- [INSTRUCTION 1] Pull out every line of the records that contains the string "Query".
[Start SOURCE EXCERPT]
On Wed, Dec 23, 2020, at 11:00 PM, Tony V E wrote:
> What you really want is to get a null-terminated char const * from a
> string_view, and not pay the extra cost when the null was already
> there. Copy, but only when necessary.
>
> And we want this because there are lots of pre-existing functions that
> take null-terminated char const * strings.
>
> void f(char const *);
>
> string_view sv =...
>
> f(sv.???);
>
> First problem is that this is a tricky API. How do you keep it from
> being multiple steps?
>
> - you need to return an object that owns the string if it was copied,
> but could also "borrow" the existing string.
>
> Let's call it mstring_view. The m is for maybe owning. But it could be
> an implementation-defined type. Maybe for some implementations it could
> be std::string even.
>
> f(sv.m_str().c_str());
>
> Now it is implementation defined how string_view turns into
> mstring_view, but hopefully a quality implementation can track the
> "possibly there's a null" of the string_view, similar to Arthur's
> suggestions. For some implementations, it will always copy. Or will
> always copy until they can do a ABI break. (If there are no
> implementations that think they can take advantage of this, then it may
> not be worth doing.)
>
> Note that, worse case, it will never be worse than manually copying the
> string_view.
>
> This doesn't mean we couldn't also have zstring_view, etc. It only
> tackles the "I have a string_view and now need a null-terminated char
> const *" problem.
>
> The other solution is to (slowly) convince OSES, etc, to natively
> support ptr + length APIs.
>
> Sent from my BlackBerry portable Babbage Device
> Original Message
> From: Tom Mason via Std-Proposals
> Sent: Wednesday, December 23, 2020 5:14 PM
> To: Tom Mason via Std-Proposals
> Reply To: std-proposals_at_[hidden]
> Cc: Tom Mason
> Subject: Re: [std-proposals] Avoid copies when using string_view with
> APIs expecting null terminated strings
>
> I don't think what Arthur is proposing would involve the string_view
> modifying the const char*. It would just be informed that it can check
> the value at data() + size(), so it only does a read at that location
> to compare to zero. The byte at that position would have to be set
> externally. It does seem a little obscure though. Why would you have a
> string buffer with embedded nulls in it, make a string view that passes
> over the null, and then trim down to it? Maybe there is a use case
> there that I can't think of, but it seems better to me to just store a
> flag that indicates null termination directly.
[End SOURCE EXCERPT]
[Start INPUT FOR THIS TASK]
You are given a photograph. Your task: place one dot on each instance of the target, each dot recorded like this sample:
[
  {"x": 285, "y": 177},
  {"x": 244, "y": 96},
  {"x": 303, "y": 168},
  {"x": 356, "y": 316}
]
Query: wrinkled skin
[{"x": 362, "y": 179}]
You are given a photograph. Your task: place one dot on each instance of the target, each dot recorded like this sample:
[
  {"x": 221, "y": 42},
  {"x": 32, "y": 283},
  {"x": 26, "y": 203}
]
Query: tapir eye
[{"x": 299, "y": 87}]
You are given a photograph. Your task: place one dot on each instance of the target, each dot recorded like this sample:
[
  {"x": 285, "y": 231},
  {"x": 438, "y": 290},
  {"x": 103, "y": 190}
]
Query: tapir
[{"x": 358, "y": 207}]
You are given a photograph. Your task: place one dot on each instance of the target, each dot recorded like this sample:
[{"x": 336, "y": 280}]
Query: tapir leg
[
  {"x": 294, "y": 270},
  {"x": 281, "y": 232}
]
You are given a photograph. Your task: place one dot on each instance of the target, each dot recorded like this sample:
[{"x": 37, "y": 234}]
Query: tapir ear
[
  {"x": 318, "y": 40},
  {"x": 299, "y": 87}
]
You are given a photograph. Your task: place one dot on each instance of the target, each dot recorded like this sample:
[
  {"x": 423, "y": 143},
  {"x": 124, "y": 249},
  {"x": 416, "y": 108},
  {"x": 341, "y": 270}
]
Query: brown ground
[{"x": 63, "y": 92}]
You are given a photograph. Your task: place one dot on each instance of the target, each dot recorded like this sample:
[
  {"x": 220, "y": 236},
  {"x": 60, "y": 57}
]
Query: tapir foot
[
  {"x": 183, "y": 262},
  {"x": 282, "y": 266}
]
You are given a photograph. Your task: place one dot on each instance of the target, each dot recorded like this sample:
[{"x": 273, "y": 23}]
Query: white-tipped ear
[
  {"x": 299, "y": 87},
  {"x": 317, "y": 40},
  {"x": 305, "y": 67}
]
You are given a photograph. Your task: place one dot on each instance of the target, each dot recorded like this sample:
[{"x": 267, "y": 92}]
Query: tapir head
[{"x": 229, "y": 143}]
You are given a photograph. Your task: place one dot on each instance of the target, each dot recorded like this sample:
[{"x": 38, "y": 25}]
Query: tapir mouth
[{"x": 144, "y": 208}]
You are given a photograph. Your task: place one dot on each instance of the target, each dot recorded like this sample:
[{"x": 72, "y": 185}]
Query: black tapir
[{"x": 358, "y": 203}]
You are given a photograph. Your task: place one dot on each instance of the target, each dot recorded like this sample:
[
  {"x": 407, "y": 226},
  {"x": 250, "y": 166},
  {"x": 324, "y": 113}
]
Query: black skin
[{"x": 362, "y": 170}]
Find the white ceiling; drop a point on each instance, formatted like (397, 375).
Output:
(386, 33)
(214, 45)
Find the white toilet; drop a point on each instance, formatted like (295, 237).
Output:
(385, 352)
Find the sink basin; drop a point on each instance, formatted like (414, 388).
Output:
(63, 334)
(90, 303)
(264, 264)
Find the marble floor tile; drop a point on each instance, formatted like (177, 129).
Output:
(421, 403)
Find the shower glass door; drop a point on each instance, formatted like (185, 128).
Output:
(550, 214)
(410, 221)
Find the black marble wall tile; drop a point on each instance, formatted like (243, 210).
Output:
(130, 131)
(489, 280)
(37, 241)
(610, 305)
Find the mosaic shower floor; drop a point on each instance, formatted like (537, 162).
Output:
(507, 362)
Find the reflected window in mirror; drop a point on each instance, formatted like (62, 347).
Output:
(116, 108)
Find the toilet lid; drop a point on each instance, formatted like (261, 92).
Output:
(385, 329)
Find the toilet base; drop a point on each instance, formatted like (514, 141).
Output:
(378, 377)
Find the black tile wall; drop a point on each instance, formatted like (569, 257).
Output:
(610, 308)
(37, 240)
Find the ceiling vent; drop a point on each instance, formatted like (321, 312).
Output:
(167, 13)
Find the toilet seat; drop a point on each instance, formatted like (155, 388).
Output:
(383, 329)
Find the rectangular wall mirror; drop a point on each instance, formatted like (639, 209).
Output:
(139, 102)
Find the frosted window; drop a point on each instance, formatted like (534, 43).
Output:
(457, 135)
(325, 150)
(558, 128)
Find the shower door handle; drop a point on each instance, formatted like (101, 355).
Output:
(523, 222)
[End INPUT FOR THIS TASK]
- [INSTRUCTION 2] In the string_view email, why is getting a null-terminated char const * from a string_view wanted?

- [PROBLEM SOLUTION 1]
Query: wrinkled skin
Query: tapir eye
Query: tapir
Query: tapir leg
Query: tapir ear
Query: brown ground
Query: tapir foot
Query: white-tipped ear
Query: tapir head
Query: tapir mouth
Query: black tapir
Query: black skin

- [PROBLEM SOLUTION 2] Many pre-existing functions take null-terminated char const * strings. The aim is to pass a string_view to such functions and copy only when necessary, without paying the extra cost when the null is already there.